[Reading passage]
[start]
# Gemma-2-2B-IT: Reference-State Matching Notebook

This notebook:

- Loads **gemma-2-2b-it**.
- Uses a **reference prompt** (default `"Talk about cats."`).
- Optimizes a continuous **soft prompt** so that its hidden states at some layer match those from the reference prompt.
- Projects the soft prompt back to tokens to get a *different* discrete prompt.
- Compares internal state similarity between the reference prompt, the continuous soft prompt, and the discrete alternative prompt.


In [1]:
import math
from typing import List, Tuple

import torch
from torch import nn
from transformers import AutoModelForCausalLM, AutoTokenizer, AutoConfig

In [2]:
def get_device() -> torch.device:
    return torch.device("cuda" if torch.cuda.is_available() else "cpu")

device = get_device()
print("Using device:", device)

In [3]:
def load_model_and_tokenizer(
    model_name: str = "google/gemma-2-2b-it",
) -> Tuple[AutoModelForCausalLM, AutoTokenizer]:
    """
    Load Gemma-2 2B IT and its tokenizer.
    You need to have accepted the license on Hugging Face.
    """
    print(f"Loading model '{model_name}'...")
    config = AutoConfig.from_pretrained(model_name)
    model = AutoModelForCausalLM.from_pretrained(
        model_name,
        config=config,
        torch_dtype=torch.float32,   # keep life simple, avoid bfloat issues
    )
    tokenizer = AutoTokenizer.from_pretrained(model_name)

    if tokenizer.pad_token is None:
        tokenizer.pad_token = tokenizer.eos_token

    model.eval()
    return model, tokenizer


model, tokenizer = load_model_and_tokenizer("google/gemma-2-2b-it")
model.to(device)
[end]
[What the task asks] Name each class that the Gemma notebook imports from the transformers library. The records after this point are separate from the Gemma notebook.

[Stored rows]
[start]
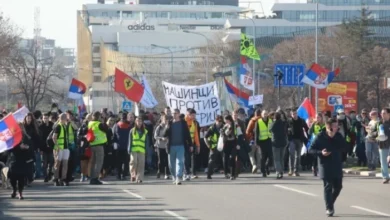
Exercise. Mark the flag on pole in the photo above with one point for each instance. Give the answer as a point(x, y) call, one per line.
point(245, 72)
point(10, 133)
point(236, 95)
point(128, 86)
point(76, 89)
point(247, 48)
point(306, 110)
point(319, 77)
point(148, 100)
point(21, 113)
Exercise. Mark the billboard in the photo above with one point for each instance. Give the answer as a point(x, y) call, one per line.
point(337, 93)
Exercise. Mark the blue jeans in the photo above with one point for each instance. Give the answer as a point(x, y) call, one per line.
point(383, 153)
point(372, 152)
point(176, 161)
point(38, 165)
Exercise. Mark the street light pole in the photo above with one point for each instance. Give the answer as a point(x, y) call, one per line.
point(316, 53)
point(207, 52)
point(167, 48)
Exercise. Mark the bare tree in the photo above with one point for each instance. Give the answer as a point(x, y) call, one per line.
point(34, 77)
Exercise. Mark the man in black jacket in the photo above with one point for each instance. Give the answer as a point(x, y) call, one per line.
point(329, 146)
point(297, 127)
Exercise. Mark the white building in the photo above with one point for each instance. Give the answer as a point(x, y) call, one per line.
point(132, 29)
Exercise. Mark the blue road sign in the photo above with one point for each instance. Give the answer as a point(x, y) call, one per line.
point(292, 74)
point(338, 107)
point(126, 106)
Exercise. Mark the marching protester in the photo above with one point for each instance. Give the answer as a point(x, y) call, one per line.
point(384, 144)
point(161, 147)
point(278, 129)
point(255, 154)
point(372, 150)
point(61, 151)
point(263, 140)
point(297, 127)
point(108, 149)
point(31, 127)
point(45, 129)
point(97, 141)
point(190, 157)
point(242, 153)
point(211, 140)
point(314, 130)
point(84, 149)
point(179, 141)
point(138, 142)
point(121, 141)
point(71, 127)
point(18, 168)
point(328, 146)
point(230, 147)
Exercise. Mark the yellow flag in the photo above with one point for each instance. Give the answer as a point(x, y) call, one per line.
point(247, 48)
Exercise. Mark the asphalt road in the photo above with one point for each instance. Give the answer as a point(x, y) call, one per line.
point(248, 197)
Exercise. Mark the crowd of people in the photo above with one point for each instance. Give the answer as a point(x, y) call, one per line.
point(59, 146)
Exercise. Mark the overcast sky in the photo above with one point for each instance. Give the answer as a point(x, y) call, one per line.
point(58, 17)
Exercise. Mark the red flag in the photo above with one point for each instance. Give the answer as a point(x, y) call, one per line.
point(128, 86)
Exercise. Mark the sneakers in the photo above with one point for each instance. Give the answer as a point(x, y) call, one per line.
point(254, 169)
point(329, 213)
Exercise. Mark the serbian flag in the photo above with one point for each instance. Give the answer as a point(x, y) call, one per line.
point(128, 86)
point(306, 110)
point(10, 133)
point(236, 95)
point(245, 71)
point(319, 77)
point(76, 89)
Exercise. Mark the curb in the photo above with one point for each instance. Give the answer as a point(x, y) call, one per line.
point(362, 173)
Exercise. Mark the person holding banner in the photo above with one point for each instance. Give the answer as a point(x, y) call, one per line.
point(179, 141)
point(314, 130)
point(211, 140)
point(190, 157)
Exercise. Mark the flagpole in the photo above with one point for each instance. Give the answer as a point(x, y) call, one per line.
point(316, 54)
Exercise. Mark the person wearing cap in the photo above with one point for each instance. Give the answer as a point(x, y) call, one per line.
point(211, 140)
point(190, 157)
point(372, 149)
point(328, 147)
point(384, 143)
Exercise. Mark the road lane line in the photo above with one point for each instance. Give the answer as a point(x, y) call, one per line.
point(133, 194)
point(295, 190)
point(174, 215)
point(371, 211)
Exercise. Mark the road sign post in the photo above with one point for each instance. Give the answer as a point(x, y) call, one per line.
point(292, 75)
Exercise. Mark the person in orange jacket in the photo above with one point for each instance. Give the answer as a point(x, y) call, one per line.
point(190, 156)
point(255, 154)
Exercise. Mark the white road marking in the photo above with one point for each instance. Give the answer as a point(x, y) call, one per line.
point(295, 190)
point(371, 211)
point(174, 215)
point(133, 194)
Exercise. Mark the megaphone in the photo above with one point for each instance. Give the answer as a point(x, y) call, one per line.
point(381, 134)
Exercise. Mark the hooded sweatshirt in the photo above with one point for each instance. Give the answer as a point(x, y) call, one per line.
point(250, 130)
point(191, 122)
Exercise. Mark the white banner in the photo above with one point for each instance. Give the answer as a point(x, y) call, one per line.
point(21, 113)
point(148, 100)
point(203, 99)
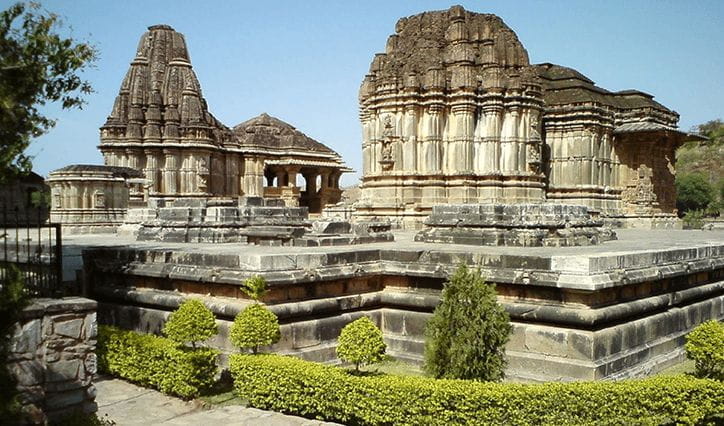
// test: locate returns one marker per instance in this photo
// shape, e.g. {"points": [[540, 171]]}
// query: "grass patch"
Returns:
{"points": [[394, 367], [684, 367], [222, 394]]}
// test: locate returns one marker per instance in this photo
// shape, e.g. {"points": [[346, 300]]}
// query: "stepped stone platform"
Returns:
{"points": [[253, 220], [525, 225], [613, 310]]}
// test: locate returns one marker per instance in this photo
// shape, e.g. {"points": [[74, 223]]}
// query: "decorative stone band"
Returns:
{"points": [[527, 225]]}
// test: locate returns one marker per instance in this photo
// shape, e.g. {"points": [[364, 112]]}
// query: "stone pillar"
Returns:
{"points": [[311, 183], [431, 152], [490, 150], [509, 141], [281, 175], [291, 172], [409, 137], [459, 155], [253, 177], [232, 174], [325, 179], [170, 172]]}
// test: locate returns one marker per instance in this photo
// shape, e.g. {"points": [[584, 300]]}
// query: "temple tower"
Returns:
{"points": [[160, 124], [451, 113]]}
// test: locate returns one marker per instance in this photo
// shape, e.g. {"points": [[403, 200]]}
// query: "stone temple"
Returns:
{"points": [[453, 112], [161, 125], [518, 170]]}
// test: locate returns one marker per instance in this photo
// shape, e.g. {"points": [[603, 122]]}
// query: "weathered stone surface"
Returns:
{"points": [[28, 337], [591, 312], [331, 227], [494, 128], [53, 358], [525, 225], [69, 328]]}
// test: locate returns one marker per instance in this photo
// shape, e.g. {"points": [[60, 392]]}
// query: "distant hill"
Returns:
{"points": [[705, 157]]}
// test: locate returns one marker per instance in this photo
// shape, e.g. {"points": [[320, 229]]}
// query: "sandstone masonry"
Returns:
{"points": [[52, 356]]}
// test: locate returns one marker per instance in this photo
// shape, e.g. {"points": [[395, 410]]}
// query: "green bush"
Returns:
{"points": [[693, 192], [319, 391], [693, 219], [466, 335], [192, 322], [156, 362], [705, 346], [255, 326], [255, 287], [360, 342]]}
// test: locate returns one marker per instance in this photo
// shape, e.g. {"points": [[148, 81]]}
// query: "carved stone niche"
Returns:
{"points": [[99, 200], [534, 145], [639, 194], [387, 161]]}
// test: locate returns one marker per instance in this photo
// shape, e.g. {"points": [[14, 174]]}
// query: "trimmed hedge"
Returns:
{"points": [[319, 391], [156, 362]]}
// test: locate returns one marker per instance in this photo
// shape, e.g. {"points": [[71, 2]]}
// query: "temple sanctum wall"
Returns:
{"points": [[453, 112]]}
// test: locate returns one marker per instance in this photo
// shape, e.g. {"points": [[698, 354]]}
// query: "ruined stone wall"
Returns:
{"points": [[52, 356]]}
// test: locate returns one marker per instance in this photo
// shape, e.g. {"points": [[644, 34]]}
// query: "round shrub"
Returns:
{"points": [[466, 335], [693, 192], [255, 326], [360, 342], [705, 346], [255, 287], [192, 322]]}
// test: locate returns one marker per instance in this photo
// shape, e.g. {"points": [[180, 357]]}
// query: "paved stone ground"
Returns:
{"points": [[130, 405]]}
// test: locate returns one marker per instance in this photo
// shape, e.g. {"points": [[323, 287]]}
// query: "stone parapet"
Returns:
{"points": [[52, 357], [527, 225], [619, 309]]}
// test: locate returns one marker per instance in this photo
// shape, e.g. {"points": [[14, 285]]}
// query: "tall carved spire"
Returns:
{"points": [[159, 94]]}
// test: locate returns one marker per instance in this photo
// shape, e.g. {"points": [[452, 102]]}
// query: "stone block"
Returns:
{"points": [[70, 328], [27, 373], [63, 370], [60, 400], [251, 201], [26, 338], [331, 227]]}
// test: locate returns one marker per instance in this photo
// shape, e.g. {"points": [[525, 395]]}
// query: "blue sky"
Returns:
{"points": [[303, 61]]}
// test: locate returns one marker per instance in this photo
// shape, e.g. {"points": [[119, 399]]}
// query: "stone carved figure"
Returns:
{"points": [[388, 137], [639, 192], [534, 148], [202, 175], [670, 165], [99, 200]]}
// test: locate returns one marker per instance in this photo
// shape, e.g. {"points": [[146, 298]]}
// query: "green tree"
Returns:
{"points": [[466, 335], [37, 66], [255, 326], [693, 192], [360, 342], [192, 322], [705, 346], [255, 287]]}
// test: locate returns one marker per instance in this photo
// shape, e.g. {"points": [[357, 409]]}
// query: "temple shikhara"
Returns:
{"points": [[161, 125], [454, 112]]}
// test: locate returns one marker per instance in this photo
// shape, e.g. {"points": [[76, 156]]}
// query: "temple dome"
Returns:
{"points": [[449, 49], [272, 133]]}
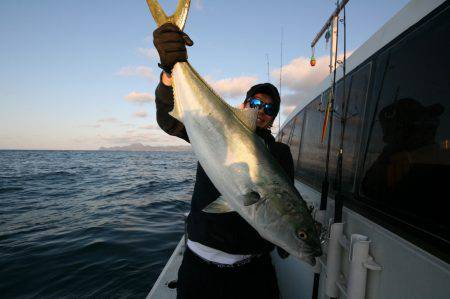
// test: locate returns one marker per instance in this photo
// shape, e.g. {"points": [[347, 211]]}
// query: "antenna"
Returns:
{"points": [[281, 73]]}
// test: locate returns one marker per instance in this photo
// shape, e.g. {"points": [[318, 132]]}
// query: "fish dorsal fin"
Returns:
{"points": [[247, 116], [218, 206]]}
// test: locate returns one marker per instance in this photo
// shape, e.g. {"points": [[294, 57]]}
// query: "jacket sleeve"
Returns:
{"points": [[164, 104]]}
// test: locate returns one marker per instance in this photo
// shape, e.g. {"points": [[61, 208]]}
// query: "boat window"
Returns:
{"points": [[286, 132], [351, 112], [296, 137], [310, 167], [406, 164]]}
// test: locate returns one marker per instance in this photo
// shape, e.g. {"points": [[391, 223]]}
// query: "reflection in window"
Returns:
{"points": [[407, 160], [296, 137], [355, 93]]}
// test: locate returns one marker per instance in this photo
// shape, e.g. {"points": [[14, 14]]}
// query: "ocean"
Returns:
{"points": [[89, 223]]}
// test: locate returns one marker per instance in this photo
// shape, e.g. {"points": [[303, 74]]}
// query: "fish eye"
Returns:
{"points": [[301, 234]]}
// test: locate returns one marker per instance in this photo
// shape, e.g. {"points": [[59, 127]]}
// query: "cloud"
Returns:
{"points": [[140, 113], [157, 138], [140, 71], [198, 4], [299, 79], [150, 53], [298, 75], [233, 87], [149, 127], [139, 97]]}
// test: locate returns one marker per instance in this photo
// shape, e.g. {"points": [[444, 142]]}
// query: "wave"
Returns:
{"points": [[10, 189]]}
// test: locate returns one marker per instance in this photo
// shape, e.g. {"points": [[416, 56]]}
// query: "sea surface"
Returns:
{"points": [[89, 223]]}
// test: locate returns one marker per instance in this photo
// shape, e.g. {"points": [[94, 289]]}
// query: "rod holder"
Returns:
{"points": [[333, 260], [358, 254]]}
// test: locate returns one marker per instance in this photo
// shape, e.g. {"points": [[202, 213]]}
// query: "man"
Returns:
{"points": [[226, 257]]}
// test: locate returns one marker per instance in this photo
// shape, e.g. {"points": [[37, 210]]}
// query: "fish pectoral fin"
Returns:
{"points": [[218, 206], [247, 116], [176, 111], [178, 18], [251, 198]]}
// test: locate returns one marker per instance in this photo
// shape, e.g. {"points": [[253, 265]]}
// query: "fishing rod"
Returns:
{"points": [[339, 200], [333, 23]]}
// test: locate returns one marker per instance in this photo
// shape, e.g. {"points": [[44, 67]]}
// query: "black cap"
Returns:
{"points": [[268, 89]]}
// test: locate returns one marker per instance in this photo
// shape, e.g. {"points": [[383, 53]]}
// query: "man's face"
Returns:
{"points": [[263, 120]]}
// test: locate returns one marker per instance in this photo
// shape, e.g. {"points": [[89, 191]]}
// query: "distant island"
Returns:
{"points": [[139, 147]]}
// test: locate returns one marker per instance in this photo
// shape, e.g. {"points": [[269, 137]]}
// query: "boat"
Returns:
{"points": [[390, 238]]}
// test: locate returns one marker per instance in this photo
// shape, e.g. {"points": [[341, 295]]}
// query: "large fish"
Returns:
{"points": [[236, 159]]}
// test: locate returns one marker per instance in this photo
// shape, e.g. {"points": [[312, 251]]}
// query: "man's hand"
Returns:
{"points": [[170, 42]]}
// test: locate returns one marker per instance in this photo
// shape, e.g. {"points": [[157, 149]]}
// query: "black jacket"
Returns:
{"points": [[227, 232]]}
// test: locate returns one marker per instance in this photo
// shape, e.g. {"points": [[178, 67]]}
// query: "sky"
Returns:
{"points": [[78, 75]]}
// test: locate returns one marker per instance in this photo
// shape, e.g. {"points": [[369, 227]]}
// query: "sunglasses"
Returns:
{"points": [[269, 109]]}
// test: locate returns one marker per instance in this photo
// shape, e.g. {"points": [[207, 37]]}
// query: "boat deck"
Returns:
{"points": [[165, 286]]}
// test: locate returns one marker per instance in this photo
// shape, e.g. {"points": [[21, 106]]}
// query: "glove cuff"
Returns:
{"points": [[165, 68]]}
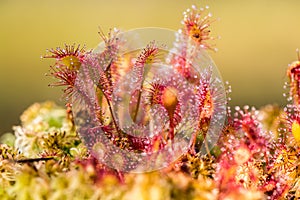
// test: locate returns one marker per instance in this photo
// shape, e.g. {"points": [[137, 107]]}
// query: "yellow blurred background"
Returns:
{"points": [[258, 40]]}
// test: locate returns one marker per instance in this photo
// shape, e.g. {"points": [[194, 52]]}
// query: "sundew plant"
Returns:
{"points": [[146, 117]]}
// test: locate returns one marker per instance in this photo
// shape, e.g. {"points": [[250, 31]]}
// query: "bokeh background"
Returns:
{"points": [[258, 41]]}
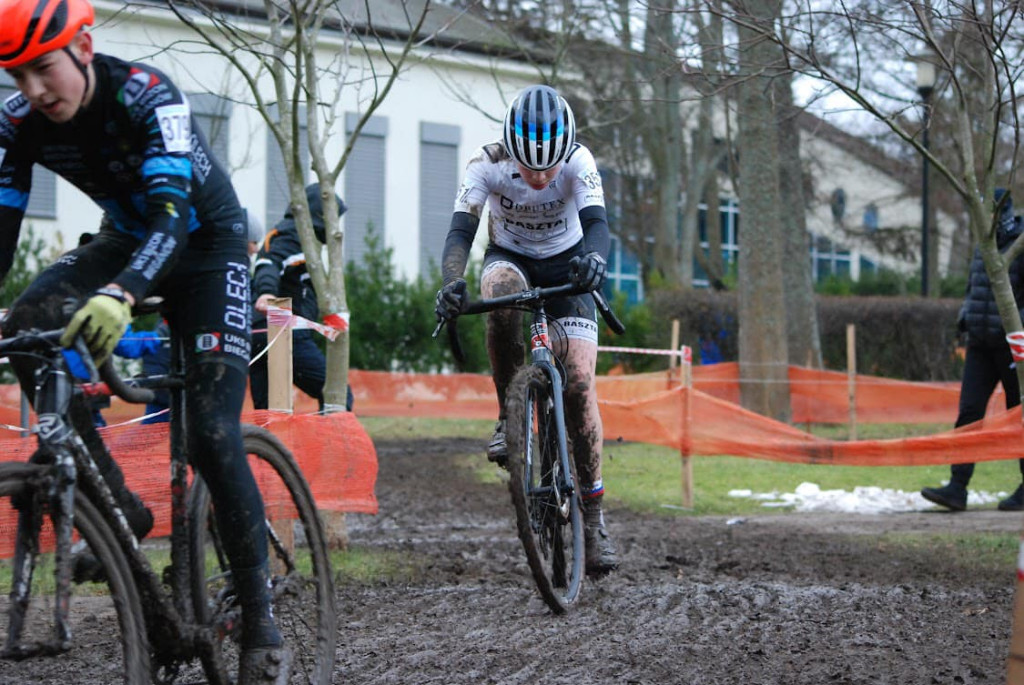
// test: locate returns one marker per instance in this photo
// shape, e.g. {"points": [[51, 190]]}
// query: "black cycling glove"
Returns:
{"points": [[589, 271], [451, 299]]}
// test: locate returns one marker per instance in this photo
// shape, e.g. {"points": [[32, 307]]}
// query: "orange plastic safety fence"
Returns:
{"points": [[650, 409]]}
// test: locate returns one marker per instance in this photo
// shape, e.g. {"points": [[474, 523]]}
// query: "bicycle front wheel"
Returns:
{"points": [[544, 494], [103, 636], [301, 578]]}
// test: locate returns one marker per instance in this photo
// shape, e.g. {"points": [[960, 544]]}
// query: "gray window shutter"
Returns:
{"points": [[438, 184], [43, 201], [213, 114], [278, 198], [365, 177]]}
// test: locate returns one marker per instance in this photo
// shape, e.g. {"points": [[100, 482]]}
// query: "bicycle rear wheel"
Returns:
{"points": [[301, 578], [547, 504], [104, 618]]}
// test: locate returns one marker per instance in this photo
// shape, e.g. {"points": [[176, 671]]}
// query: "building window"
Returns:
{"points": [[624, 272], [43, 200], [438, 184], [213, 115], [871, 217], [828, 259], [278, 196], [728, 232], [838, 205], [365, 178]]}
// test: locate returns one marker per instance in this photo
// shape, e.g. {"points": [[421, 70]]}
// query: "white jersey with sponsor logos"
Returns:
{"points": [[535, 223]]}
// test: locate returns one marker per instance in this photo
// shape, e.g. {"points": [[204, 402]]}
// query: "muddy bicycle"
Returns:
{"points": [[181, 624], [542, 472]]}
[end]
[Result of this task] AutoModelForCausalLM, AutoTokenizer, AutoConfig